[Opening TASK INPUT section]

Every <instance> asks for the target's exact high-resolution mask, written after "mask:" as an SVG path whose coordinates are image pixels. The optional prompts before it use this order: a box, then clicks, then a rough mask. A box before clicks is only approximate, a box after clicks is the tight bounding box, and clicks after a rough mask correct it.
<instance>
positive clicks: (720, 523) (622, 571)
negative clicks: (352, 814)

[Closing TASK INPUT section]
[Opening TASK INPUT section]

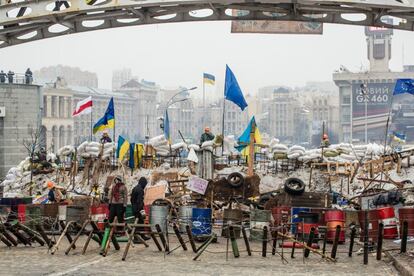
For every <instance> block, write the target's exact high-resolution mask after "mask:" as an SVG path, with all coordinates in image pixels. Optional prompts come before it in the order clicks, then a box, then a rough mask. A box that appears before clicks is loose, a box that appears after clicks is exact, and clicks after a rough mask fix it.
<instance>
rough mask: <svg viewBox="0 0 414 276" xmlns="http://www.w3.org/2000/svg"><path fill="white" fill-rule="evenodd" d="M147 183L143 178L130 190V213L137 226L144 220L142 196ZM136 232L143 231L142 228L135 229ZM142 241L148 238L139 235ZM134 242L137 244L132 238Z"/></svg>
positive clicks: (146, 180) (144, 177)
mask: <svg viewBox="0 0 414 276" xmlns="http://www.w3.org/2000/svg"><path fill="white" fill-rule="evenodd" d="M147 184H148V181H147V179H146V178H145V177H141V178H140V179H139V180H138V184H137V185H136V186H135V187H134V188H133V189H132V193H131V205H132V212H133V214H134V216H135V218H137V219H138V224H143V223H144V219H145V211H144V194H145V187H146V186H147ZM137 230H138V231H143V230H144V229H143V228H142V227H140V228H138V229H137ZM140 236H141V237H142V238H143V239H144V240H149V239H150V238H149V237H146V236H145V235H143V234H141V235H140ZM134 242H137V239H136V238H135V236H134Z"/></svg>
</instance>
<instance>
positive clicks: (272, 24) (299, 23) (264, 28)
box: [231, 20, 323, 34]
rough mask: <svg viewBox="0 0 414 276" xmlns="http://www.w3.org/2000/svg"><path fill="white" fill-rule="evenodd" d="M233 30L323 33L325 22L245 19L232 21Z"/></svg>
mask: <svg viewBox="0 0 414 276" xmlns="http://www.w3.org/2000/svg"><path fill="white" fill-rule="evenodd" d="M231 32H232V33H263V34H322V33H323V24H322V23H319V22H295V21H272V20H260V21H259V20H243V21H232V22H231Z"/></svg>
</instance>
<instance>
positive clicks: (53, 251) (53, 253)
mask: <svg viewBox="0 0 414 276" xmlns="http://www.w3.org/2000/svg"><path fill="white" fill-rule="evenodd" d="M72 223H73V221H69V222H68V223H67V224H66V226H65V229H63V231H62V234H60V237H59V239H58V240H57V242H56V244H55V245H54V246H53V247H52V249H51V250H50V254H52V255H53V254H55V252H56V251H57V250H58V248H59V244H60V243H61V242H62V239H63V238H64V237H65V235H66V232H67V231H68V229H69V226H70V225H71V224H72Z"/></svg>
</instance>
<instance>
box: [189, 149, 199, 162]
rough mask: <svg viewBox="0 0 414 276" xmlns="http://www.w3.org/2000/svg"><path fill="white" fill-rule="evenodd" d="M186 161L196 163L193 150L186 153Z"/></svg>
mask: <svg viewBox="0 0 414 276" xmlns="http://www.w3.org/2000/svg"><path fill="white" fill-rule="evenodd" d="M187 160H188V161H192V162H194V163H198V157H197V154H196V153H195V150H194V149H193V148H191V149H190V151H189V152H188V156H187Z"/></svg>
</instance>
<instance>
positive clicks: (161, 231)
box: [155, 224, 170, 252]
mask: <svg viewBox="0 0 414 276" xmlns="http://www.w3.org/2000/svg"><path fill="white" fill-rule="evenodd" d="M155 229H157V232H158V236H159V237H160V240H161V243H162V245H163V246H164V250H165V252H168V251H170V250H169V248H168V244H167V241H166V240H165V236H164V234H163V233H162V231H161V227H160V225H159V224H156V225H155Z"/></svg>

[Closing TASK INPUT section]
[Opening TASK INPUT section]

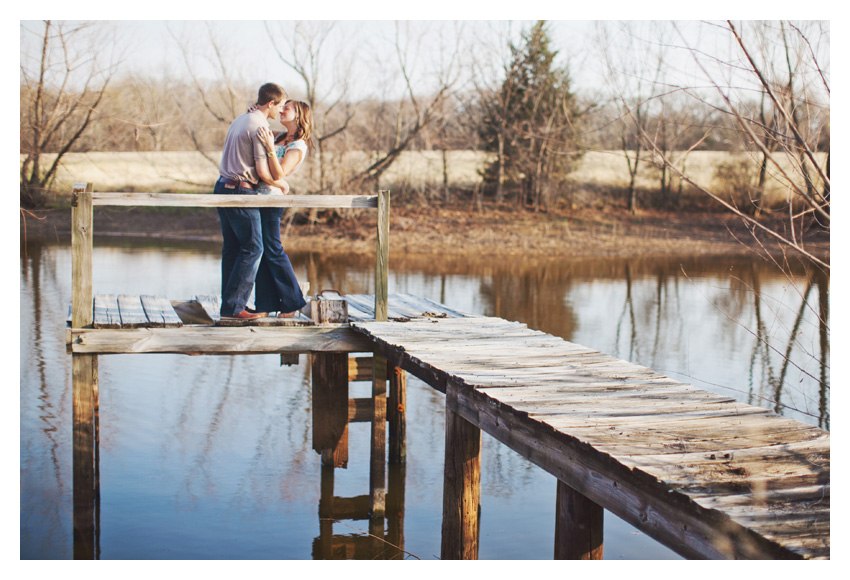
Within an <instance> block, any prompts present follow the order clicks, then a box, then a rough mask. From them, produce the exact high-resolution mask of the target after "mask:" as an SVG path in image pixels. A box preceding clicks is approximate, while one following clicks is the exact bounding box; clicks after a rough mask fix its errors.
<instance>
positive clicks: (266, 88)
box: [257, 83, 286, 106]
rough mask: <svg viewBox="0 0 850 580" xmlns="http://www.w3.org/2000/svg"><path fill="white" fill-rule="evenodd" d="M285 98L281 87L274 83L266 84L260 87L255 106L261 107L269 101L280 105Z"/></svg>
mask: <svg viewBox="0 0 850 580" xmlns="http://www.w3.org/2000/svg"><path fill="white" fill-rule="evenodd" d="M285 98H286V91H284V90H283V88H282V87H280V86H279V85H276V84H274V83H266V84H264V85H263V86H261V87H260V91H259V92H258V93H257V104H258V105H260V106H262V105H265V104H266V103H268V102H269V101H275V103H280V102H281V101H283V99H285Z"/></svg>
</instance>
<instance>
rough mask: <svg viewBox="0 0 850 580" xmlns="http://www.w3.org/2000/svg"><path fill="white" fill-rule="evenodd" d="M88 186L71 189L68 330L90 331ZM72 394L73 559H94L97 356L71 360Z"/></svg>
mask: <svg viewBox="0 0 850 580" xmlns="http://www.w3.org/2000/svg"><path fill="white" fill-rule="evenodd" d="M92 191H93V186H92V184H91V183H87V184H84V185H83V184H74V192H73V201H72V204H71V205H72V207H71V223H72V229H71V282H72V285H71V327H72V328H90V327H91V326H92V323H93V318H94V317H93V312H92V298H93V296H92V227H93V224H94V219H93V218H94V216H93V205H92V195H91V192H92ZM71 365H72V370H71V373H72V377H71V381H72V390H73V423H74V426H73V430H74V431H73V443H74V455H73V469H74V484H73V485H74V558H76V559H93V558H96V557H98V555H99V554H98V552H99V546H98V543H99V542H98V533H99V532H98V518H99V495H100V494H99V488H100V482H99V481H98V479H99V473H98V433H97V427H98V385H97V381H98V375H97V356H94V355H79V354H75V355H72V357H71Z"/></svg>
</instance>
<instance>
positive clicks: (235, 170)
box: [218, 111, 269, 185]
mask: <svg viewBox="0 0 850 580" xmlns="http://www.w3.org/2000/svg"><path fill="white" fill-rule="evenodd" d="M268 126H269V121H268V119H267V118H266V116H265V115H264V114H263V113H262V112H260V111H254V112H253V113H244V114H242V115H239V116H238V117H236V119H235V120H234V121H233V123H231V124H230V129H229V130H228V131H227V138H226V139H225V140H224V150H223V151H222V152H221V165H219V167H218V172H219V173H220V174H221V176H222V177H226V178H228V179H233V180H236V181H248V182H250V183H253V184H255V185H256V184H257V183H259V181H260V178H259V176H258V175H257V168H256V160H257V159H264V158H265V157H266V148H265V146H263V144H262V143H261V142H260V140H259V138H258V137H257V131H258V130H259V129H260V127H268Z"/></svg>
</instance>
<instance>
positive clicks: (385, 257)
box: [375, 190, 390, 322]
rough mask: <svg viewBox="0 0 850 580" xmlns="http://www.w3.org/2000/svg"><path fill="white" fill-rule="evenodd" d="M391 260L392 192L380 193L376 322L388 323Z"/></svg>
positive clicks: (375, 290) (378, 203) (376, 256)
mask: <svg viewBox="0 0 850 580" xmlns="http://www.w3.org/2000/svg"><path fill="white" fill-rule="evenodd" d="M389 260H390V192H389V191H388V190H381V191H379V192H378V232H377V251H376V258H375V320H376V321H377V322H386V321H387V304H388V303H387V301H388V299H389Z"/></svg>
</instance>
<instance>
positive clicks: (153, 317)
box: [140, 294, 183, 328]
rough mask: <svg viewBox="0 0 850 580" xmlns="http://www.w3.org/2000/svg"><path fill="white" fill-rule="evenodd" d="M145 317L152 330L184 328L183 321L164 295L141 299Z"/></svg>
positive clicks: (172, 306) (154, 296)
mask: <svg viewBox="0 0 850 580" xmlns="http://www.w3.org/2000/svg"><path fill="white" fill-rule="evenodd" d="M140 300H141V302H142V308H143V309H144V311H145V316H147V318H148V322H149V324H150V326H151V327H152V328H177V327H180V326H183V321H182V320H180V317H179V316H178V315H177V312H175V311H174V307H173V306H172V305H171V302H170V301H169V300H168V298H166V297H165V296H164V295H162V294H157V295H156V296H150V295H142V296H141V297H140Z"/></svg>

[Closing TASK INPUT section]

*TASK DIRECTIONS*. Filter the records above for lines with "before".

*ANSWER BOX*.
Every <instance> asks for the target's exact high-resolution mask, written after "mask:" as an SVG path whose coordinates are image pixels. The optional prompts before it use this order: a box, then clicks, then a rough mask. A box before clicks is only approximate, a box after clicks is the tight bounding box, and clicks after a rough mask correct it.
For every <instance> block, write the target's exact high-resolution mask after "mask:" as an SVG path, with all coordinates in image pixels. Optional prompts come before it in the order clicks, then a box, then a rough mask. A box that appears before clicks is loose, a box that appears after clicks is exact, and clicks after a rough mask fix it.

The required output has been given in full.